_THE TASK:_ Only the pictures should be left out; write out all other data exactly.

_TASK DATA:_
___

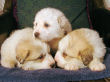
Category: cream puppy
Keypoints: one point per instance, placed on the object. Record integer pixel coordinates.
(23, 50)
(79, 49)
(51, 25)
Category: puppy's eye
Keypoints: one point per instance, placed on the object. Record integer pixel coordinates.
(46, 25)
(41, 56)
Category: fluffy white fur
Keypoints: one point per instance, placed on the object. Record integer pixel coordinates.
(78, 45)
(107, 4)
(51, 23)
(23, 50)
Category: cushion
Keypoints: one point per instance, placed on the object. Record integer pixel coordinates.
(75, 11)
(100, 19)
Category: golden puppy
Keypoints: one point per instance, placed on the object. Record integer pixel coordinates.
(50, 25)
(81, 48)
(23, 50)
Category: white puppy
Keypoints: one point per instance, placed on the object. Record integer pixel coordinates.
(23, 50)
(79, 49)
(51, 25)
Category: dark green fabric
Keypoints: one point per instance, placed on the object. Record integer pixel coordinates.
(75, 11)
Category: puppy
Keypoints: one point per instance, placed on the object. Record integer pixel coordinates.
(50, 25)
(79, 49)
(22, 50)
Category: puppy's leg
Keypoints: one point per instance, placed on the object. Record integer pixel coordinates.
(96, 65)
(60, 59)
(74, 64)
(64, 43)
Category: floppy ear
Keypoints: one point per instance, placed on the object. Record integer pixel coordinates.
(61, 21)
(64, 24)
(22, 55)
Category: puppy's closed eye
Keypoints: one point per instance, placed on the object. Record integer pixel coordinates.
(41, 57)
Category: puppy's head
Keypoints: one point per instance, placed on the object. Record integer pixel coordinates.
(36, 52)
(50, 23)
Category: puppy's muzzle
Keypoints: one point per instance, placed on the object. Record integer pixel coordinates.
(36, 34)
(53, 65)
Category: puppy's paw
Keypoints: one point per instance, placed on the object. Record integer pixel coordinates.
(97, 66)
(71, 66)
(8, 64)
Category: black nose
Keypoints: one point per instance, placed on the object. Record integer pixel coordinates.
(36, 34)
(52, 65)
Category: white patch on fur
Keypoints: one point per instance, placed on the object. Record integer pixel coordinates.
(97, 42)
(57, 21)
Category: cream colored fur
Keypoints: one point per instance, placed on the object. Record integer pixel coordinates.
(79, 49)
(23, 50)
(58, 25)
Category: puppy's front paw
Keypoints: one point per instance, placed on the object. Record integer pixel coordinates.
(97, 66)
(71, 66)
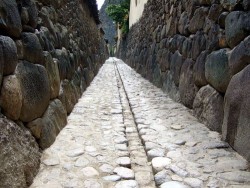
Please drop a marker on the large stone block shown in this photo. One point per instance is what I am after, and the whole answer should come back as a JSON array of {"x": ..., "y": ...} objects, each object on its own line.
[
  {"x": 35, "y": 89},
  {"x": 53, "y": 74},
  {"x": 32, "y": 12},
  {"x": 199, "y": 70},
  {"x": 67, "y": 95},
  {"x": 8, "y": 55},
  {"x": 19, "y": 156},
  {"x": 236, "y": 129},
  {"x": 239, "y": 56},
  {"x": 217, "y": 70},
  {"x": 187, "y": 87},
  {"x": 237, "y": 27},
  {"x": 46, "y": 129},
  {"x": 63, "y": 63},
  {"x": 208, "y": 107},
  {"x": 169, "y": 86},
  {"x": 198, "y": 20},
  {"x": 10, "y": 20},
  {"x": 175, "y": 66},
  {"x": 230, "y": 4},
  {"x": 33, "y": 51},
  {"x": 11, "y": 97},
  {"x": 183, "y": 24},
  {"x": 198, "y": 44}
]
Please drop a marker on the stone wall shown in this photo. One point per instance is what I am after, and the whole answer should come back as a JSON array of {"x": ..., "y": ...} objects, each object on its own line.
[
  {"x": 107, "y": 23},
  {"x": 198, "y": 52},
  {"x": 49, "y": 53},
  {"x": 136, "y": 10}
]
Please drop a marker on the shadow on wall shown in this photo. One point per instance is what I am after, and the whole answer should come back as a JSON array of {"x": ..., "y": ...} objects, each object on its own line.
[
  {"x": 198, "y": 52},
  {"x": 49, "y": 53}
]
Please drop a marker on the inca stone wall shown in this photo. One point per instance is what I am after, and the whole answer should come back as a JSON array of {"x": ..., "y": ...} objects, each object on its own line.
[
  {"x": 49, "y": 53},
  {"x": 107, "y": 23},
  {"x": 198, "y": 52}
]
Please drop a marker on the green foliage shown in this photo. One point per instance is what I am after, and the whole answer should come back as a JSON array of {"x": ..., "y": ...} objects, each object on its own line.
[{"x": 119, "y": 13}]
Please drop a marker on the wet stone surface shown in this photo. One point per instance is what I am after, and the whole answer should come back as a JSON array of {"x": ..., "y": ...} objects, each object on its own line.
[{"x": 125, "y": 132}]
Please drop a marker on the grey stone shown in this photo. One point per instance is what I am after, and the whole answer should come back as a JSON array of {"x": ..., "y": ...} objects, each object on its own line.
[
  {"x": 19, "y": 155},
  {"x": 11, "y": 97},
  {"x": 75, "y": 152},
  {"x": 193, "y": 182},
  {"x": 237, "y": 176},
  {"x": 217, "y": 70},
  {"x": 208, "y": 107},
  {"x": 239, "y": 57},
  {"x": 106, "y": 168},
  {"x": 162, "y": 177},
  {"x": 124, "y": 161},
  {"x": 53, "y": 74},
  {"x": 127, "y": 184},
  {"x": 33, "y": 51},
  {"x": 198, "y": 20},
  {"x": 186, "y": 86},
  {"x": 159, "y": 163},
  {"x": 81, "y": 162},
  {"x": 90, "y": 172},
  {"x": 113, "y": 178},
  {"x": 35, "y": 89},
  {"x": 10, "y": 20},
  {"x": 51, "y": 162},
  {"x": 8, "y": 54},
  {"x": 125, "y": 173},
  {"x": 237, "y": 27},
  {"x": 173, "y": 184},
  {"x": 157, "y": 152},
  {"x": 234, "y": 129},
  {"x": 179, "y": 171}
]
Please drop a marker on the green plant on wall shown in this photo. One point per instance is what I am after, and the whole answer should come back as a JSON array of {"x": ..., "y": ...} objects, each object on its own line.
[{"x": 119, "y": 13}]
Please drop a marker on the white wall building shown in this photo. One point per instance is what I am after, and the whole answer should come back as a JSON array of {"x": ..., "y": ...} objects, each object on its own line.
[{"x": 136, "y": 10}]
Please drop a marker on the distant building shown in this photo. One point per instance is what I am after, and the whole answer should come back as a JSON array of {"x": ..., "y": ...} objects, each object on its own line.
[{"x": 136, "y": 10}]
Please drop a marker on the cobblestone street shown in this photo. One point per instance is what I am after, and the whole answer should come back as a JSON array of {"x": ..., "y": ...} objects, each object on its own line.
[{"x": 126, "y": 133}]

___

_ANSWER:_
Category: cream puppy
Keypoints: one point per instance, placed on the object. Record integer pixel coordinates.
(23, 50)
(79, 49)
(51, 25)
Category: puppy's eye
Keypoints: one point per instance, placed on the object. Record integer pixel coordinates.
(46, 25)
(41, 56)
Category: fluffy white fur
Keypoints: one point per instance, placed on the object. Record integer pixel coordinates.
(78, 45)
(107, 4)
(51, 23)
(23, 50)
Category: cushion
Keypoints: one point per instance, placed on the object. Record integer pixel coordinates.
(75, 11)
(100, 19)
Category: golden puppy
Keypoints: one point per instance, placed on the object. Record integer pixel coordinates.
(50, 25)
(81, 48)
(23, 50)
Category: white puppy
Keypoints: one point per instance, placed on the object. Record integer pixel coordinates.
(23, 50)
(79, 49)
(51, 25)
Category: dark green fabric
Keypoints: one point per instance, placed on the object. Record integer pixel coordinates.
(75, 11)
Category: puppy
Keypoints: one point per instance, placed on the object. Record integer pixel coordinates.
(50, 25)
(79, 49)
(22, 50)
Category: puppy's leg
Keypoints: one point per instance, placed on the object. Record integer pixel coordinates.
(96, 65)
(60, 59)
(74, 64)
(64, 43)
Category: floppy ear
Keypoints: one point per instance, placed on the object. Record integer pixel coordinates.
(61, 21)
(64, 24)
(22, 55)
Category: puppy's closed eye
Keypoints: one point per instance, placed on the object. Record integer pixel coordinates.
(41, 57)
Category: puppy's head
Keypoints: one point per instance, placed on the object. Record integer pixel coordinates.
(36, 52)
(50, 23)
Category: puppy's muzzle
Keypoints: one point per instance, placed on the object. Record integer pixel coordinates.
(36, 34)
(53, 65)
Category: puppy's paw
Keypoints: one point per instance, placed on the object. Record integer pixel coordinates.
(97, 66)
(71, 66)
(8, 64)
Category: black nose
Keypoints: one point per instance, placed on the object. Record integer pixel coordinates.
(36, 34)
(52, 65)
Category: white patch on fur
Keypoints: one point per instance, placed on the object. Record integer pixel coordinates.
(97, 42)
(57, 21)
Category: cream colored fur
Keypoints: one point per instance, placed on the object. Record integer pixel coordinates.
(79, 49)
(23, 50)
(58, 25)
Category: puppy's front paw
Keypoints: one point per instance, placed on the object. Record integer pixel coordinates.
(97, 66)
(71, 66)
Please drop a marker on the large stone block shown in this photo. One point per instance is what I am after, and the whole answer should come back as a JSON array of {"x": ..., "y": ...} objects, each object on its own line.
[
  {"x": 35, "y": 89},
  {"x": 53, "y": 74},
  {"x": 32, "y": 12},
  {"x": 199, "y": 70},
  {"x": 67, "y": 95},
  {"x": 8, "y": 55},
  {"x": 19, "y": 156},
  {"x": 236, "y": 129},
  {"x": 239, "y": 56},
  {"x": 217, "y": 70},
  {"x": 187, "y": 87},
  {"x": 237, "y": 27},
  {"x": 46, "y": 129},
  {"x": 63, "y": 63},
  {"x": 208, "y": 107},
  {"x": 169, "y": 86},
  {"x": 198, "y": 20},
  {"x": 10, "y": 20},
  {"x": 175, "y": 66},
  {"x": 230, "y": 4},
  {"x": 33, "y": 51},
  {"x": 11, "y": 97},
  {"x": 183, "y": 24},
  {"x": 198, "y": 44}
]
Please drop a marker on the stone wall shown in this photo. One point per instance is what I am after, and the whole answer should come back as a JSON array of {"x": ..., "y": ...} objects, each object on its own line.
[
  {"x": 107, "y": 23},
  {"x": 198, "y": 52},
  {"x": 49, "y": 53},
  {"x": 136, "y": 10}
]
Please drop a marker on the shadow on wall shown in this photo. One point per instance is what I am after, and the whole answer should come back as a JSON array of {"x": ..., "y": ...} objects, each object on its own line.
[
  {"x": 198, "y": 52},
  {"x": 49, "y": 53}
]
Please drop a marker on the inca stone wall shown in this photo. One point per instance is what I am after, and the whole answer should come back as a JSON array of {"x": ..., "y": ...} objects, each object on its own line.
[
  {"x": 49, "y": 53},
  {"x": 107, "y": 23},
  {"x": 198, "y": 52}
]
Please drop a marker on the green foliage shown in this photo. One point per instance is what I am after, and the whole answer should come back as a JSON array of {"x": ..., "y": ...} objects, each object on its own line.
[{"x": 119, "y": 13}]
Please drop a marker on the wet stone surface shown in this photo. One point per instance is what I am after, and the whole answer should come back as a JSON array of {"x": ..., "y": ...} objects, each object on its own line.
[{"x": 125, "y": 132}]
Please drop a marker on the grey stone shown in this photo. One point per instance is what I am after, and the whole answer should come back as a JSON array of {"x": ..., "y": ...} objects, each object on its own line.
[
  {"x": 19, "y": 155},
  {"x": 11, "y": 97},
  {"x": 75, "y": 152},
  {"x": 193, "y": 182},
  {"x": 237, "y": 176},
  {"x": 217, "y": 70},
  {"x": 208, "y": 107},
  {"x": 239, "y": 57},
  {"x": 106, "y": 168},
  {"x": 162, "y": 177},
  {"x": 124, "y": 161},
  {"x": 53, "y": 74},
  {"x": 127, "y": 184},
  {"x": 33, "y": 51},
  {"x": 198, "y": 20},
  {"x": 186, "y": 86},
  {"x": 159, "y": 163},
  {"x": 81, "y": 162},
  {"x": 90, "y": 172},
  {"x": 113, "y": 178},
  {"x": 35, "y": 89},
  {"x": 10, "y": 20},
  {"x": 51, "y": 162},
  {"x": 8, "y": 54},
  {"x": 125, "y": 173},
  {"x": 237, "y": 27},
  {"x": 173, "y": 184},
  {"x": 157, "y": 152},
  {"x": 234, "y": 129},
  {"x": 179, "y": 171}
]
Please drop a marker on the green plant on wall shown in this photo. One point per instance is what I am after, and the whole answer should come back as a JSON array of {"x": ..., "y": ...} objects, each object on its own line.
[{"x": 119, "y": 13}]
Please drop a marker on the white wall building shown in this photo. One point per instance is what I am after, and the whole answer should come back as a JSON array of {"x": ..., "y": ...} objects, each object on its own line.
[{"x": 136, "y": 10}]
Please drop a marker on the distant building shown in this photo. One point per instance is what I am after, and the whole answer should come back as a JSON array of {"x": ..., "y": ...} objects, each object on its own line.
[{"x": 136, "y": 10}]
Please drop a marker on the cobblestone street shown in this photo. One point per instance is what I am after, and the whole answer should come back as a JSON array of {"x": ..., "y": ...} objects, each object on its own line.
[{"x": 126, "y": 133}]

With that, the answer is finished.